DOKUMENTABSCHNITT:

===

24.01.2022 Hannover, Akteure & Partner, Kraft-Wärme-Kopplung

Landeshauptstadt stellt geplante Fernwärmesatzung vor

Ziel ist der schnelle Ersatz fossiler Heizsysteme

Die Wärmewende in Hannover hängt maßgeblich vom Ausbau innovativer Wärmelösungen ab, dazu zählt insbesondere klimafreundliche Fernwärme. Daher plant die Landeshauptstadt Hannover den Erlass einer Fernwärmesatzung. Sie beinhaltet für bestimmte Stadtgebiete eine Nutzungspflicht von Fernwärme für das Heizen, für die Aufbereitung von Warmwasser sowie für die Prozesswärme von Betrieben. Die Einführung der Satzung soll den Ersatz von Heizsystemen mit fossilen Brennstoffen durch den Ausbau der klimafreundlichen Fernwärme beschleunigen. Insgesamt sollen neun Stadtbezirke von der Verdichtung des Wärmenetzes durch Energiedienstleister enercity profitieren.

===

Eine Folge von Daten
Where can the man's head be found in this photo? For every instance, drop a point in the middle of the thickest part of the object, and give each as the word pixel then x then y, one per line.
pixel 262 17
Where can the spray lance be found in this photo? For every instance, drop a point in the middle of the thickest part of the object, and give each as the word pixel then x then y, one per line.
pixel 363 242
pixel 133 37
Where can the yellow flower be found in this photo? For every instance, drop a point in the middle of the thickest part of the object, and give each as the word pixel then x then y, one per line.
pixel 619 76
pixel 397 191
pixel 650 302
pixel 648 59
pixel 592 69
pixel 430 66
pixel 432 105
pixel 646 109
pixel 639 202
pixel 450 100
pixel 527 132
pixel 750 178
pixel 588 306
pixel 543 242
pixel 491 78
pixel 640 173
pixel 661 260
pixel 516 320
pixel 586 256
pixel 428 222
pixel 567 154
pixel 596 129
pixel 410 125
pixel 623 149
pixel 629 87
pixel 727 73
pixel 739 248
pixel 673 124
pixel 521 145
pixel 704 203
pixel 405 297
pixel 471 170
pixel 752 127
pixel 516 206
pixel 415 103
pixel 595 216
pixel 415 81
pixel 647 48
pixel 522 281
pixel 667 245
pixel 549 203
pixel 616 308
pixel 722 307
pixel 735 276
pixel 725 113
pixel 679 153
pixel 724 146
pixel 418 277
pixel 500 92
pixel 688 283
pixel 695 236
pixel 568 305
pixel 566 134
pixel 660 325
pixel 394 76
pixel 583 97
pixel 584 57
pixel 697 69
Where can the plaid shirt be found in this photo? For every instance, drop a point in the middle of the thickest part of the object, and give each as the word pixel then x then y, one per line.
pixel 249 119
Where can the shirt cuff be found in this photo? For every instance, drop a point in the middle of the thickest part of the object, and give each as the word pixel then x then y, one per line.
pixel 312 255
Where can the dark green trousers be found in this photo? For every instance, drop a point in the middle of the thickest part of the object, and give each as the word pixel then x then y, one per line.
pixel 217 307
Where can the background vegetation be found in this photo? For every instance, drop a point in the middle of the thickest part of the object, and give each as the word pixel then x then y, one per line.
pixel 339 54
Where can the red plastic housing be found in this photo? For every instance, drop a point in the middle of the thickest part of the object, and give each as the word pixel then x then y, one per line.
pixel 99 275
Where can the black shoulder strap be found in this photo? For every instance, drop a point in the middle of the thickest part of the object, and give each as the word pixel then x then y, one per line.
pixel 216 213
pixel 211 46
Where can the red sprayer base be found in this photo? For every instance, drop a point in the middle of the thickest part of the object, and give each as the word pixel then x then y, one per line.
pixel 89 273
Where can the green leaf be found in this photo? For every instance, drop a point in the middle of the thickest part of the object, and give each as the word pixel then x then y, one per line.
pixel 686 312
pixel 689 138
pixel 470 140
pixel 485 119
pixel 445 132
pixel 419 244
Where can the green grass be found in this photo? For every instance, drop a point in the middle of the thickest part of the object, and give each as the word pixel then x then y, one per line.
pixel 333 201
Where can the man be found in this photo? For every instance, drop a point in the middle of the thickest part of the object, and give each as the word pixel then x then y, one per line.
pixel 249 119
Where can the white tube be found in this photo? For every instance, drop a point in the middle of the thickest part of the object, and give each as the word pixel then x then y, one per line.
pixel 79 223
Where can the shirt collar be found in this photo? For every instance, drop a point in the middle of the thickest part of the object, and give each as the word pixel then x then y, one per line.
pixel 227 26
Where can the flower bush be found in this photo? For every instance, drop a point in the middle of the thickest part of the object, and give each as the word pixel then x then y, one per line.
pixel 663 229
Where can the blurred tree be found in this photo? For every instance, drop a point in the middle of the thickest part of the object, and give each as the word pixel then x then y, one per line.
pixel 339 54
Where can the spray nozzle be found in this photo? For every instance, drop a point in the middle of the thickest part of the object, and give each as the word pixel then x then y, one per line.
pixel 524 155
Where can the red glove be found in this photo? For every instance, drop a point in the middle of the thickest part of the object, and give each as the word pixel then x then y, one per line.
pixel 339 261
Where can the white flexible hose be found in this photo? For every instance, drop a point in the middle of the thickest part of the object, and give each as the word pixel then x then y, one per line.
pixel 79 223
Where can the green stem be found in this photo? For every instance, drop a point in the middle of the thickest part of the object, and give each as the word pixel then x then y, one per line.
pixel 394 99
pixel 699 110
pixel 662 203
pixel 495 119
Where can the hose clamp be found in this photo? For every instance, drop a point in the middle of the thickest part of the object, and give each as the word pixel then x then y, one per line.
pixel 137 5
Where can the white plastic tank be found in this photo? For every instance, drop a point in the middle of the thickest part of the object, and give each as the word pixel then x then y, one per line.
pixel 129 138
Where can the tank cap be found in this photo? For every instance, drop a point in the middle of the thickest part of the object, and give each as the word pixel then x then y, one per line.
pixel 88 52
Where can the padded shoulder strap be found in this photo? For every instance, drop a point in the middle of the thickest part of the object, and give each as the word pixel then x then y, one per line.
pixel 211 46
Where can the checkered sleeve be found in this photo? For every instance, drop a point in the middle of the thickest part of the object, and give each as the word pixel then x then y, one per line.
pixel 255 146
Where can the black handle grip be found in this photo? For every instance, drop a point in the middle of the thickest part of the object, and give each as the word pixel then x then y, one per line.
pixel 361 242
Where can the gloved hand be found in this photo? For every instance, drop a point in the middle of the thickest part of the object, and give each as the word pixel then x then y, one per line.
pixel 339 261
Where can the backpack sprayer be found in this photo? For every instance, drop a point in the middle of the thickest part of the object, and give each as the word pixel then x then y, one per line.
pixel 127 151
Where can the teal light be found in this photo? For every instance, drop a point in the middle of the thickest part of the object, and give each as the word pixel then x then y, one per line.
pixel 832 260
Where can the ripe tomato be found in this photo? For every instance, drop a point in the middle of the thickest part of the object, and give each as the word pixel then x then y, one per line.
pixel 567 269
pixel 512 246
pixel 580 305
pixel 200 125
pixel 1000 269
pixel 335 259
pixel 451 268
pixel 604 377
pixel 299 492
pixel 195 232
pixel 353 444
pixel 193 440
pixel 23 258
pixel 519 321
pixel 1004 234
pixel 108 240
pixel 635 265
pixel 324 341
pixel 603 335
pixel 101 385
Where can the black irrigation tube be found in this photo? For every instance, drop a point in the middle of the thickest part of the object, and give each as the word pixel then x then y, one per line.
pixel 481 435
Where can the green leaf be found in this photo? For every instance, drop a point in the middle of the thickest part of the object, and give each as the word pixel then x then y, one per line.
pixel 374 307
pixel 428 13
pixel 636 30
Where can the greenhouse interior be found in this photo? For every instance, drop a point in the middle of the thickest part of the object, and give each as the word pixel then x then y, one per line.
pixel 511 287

===

ZU ERLEDIGENDE AUFGABEN:
• A. Wie viele Stadtbezirke sollen laut der Meldung zur Fernwärmesatzung von der Verdichtung des Wärmenetzes profitieren?
• B. Ersetze in der Meldung zur Fernwärmesatzung "Landeshauptstadt Hannover" durch "Stadt Hannover" und gib den Abschnitt wieder, der mit den Worten "Die Wärmewende in" beginnt und nach "Energiedienstleister enercity profitieren." endet.
Die Daten sind eigenständiges Material und gehören nicht zur Meldung zur Fernwärmesatzung.

ALS ANTWORT:
• A. Neun Stadtbezirke.

• B.
Die Wärmewende in Hannover hängt maßgeblich vom Ausbau innovativer Wärmelösungen ab, dazu zählt insbesondere klimafreundliche Fernwärme. Daher plant die Stadt Hannover den Erlass einer Fernwärmesatzung. Sie beinhaltet für bestimmte Stadtgebiete eine Nutzungspflicht von Fernwärme für das Heizen, für die Aufbereitung von Warmwasser sowie für die Prozesswärme von Betrieben. Die Einführung der Satzung soll den Ersatz von Heizsystemen mit fossilen Brennstoffen durch den Ausbau der klimafreundlichen Fernwärme beschleunigen. Insgesamt sollen neun Stadtbezirke von der Verdichtung des Wärmenetzes durch Energiedienstleister enercity profitieren.